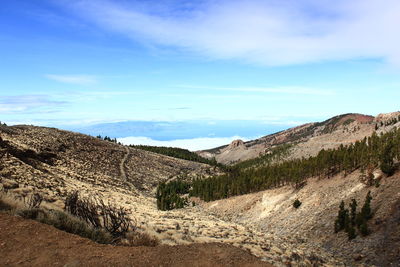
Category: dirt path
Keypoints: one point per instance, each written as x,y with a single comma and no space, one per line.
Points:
29,243
122,165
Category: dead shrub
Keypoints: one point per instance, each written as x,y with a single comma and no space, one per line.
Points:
136,239
35,201
8,203
115,220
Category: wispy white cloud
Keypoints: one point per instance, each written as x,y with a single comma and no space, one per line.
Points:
191,144
73,79
26,104
266,32
275,90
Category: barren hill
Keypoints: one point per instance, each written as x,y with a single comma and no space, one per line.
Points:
308,139
52,247
53,162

########

WHAT TO PRODUCE:
Everything before the line containing "Category: barren hill" stays out. Write out that line and the rest of the entries exactly.

EXPECTED OUTPUT:
Category: barren hill
Keypoints: one point per instance, each written as x,y with a single comma and no space, one per line.
Points:
308,139
52,247
53,162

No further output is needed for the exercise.